## Given passage:
- Venue: Sportcentrum Račice
- Location: Račice, Czech Republic
- Dates: 25–27 August
- Competitors: 116 from 29 nations
- Winning time: 1:17.734 WB

Medalists
| gold medal | Tom Liebscher Ronald Rauhe Max Rendschmidt Max Lemke | Germany |
| silver medal | Rodrigo Germade Cristian Toro Carlos Garrote Marcus Walz | Spain |
| bronze medal | Daniel Havel Jan Štěrba Jakub Špicar Radek Šlouf | Czech Republic |

= 2017 ICF Canoe Sprint World Championships – Men's K-4 500 metres =

The men's K-4 500 metres competition at the 2017 ICF Canoe Sprint World Championships in Račice took place at the Sportcentrum Račice.

==Schedule==
The schedule was as follows:

| Date | Time | Round |
| Friday 25 August 2017 | 11:50 | Heats |
| Saturday 26 August 2017 | 16:49 | Semifinals |
| Sunday 27 August 2017 | 09:37 | Final B |
| 11:53 | Final A |

All times are Central European Summer Time (UTC+2)

==Results==
===Heats===
The six fastest boats in each heat, plus the three fastest remaining boats advanced to the semifinals.

## Record excerpts:
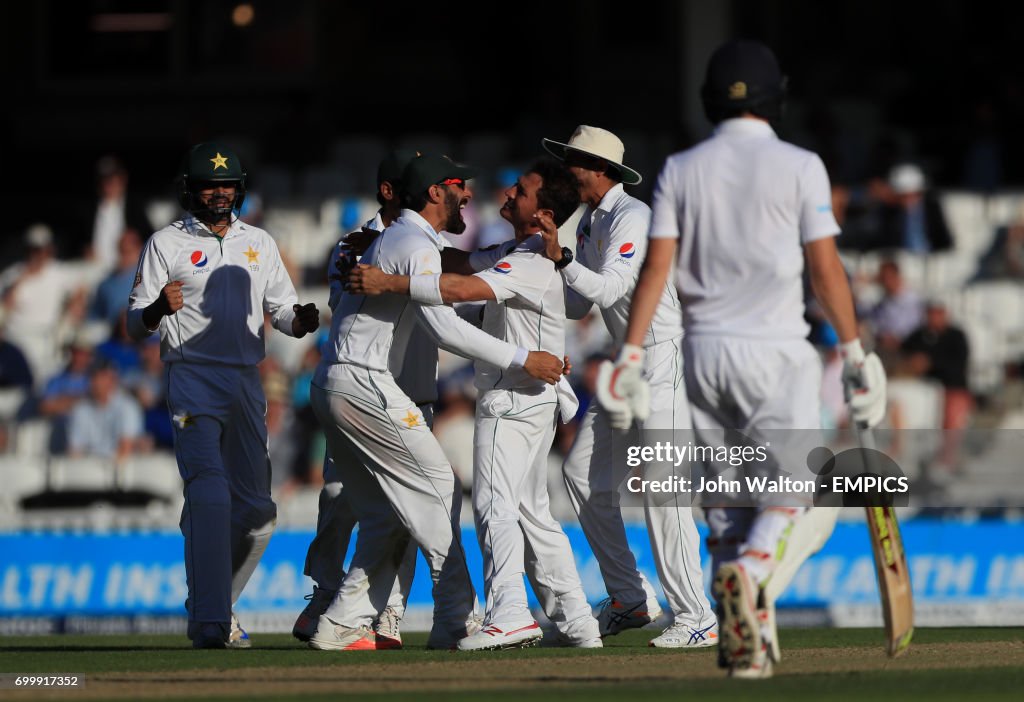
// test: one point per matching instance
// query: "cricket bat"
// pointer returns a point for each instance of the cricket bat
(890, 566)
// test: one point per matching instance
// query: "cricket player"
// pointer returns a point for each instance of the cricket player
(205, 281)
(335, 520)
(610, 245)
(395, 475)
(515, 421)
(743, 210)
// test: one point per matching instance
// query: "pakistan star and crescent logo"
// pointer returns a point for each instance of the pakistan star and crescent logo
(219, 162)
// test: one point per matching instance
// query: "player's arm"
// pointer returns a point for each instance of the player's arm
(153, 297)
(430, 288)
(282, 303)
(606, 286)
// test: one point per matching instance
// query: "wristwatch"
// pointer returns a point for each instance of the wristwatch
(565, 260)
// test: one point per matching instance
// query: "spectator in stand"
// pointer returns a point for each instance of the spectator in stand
--
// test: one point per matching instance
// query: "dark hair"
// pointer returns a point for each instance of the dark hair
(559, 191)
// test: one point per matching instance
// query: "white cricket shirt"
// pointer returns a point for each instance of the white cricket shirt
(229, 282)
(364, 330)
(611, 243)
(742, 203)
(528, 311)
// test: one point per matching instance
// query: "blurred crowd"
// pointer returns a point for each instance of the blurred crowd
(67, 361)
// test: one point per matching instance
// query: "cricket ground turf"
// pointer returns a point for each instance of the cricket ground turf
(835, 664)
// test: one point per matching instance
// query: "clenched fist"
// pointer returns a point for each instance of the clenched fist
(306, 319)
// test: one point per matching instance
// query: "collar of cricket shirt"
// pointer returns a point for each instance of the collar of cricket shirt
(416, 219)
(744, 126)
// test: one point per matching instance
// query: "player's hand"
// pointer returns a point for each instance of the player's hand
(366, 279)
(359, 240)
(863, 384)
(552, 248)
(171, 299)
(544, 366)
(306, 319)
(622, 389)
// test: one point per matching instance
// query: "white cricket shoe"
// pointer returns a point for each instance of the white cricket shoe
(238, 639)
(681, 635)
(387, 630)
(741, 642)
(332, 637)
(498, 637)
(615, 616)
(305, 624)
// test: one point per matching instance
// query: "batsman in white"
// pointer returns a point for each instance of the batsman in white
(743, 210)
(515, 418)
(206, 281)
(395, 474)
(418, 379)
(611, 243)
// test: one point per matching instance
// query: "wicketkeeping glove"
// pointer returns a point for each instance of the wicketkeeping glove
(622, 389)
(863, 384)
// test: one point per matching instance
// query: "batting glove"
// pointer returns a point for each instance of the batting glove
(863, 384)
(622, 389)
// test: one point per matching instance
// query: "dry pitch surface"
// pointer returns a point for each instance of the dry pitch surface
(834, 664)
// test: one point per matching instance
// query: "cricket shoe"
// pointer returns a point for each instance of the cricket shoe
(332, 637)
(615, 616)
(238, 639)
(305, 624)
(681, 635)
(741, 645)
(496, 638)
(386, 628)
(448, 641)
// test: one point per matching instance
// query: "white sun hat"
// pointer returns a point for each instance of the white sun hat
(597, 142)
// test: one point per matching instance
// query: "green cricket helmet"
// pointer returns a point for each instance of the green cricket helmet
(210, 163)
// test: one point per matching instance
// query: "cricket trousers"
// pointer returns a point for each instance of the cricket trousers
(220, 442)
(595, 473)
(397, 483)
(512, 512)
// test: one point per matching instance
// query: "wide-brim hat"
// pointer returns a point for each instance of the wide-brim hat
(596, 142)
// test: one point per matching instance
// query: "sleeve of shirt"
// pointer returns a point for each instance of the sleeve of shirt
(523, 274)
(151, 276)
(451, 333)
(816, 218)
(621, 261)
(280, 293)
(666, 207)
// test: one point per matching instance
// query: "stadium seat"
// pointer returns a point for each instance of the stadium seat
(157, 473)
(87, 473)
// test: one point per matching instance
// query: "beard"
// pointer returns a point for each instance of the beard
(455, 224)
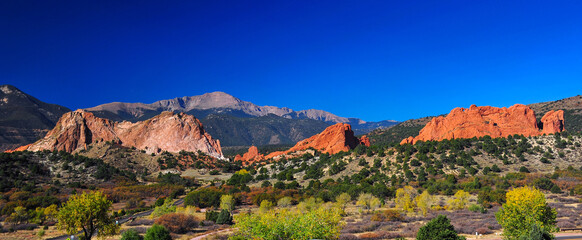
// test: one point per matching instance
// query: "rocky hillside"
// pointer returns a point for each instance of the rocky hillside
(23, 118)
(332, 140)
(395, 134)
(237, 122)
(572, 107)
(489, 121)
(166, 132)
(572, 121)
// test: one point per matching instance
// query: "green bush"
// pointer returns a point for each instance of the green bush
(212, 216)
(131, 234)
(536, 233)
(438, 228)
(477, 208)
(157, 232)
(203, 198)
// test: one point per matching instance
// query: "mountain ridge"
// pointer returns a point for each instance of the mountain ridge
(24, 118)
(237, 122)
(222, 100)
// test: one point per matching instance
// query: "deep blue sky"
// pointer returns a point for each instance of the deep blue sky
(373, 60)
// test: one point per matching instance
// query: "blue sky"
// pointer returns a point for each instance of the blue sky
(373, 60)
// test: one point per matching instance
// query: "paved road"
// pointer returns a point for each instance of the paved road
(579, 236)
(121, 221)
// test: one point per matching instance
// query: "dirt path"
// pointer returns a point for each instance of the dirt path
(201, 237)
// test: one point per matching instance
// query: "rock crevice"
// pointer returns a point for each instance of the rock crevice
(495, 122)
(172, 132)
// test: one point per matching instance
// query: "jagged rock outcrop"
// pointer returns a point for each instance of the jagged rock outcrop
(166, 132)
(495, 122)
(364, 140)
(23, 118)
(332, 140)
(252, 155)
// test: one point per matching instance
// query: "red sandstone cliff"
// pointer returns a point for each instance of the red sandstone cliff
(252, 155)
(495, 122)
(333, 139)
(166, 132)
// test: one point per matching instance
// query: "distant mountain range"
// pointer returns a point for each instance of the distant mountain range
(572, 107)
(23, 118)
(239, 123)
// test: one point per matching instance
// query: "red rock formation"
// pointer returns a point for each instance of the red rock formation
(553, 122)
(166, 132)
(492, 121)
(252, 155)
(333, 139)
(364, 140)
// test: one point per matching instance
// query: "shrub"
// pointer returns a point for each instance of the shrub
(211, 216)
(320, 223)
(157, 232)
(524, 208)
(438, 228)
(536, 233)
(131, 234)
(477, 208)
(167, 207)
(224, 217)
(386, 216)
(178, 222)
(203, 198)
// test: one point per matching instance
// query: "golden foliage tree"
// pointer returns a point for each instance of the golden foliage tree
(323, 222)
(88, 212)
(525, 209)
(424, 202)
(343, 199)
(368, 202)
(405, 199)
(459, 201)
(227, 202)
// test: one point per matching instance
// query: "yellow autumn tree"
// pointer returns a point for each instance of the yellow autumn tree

## Your tasks:
a: From the schedule in the canoe sprint passage above, list every competition round.
b: Write out the part of the canoe sprint passage above between "All times are" and "to the semifinals.", inclusive.

## Outputs:
a: Heats, Semifinals, Final B, Final A

b:
All times are Central European Summer Time (UTC+2)

==Results==
===Heats===
The six fastest boats in each heat, plus the three fastest remaining boats advanced to the semifinals.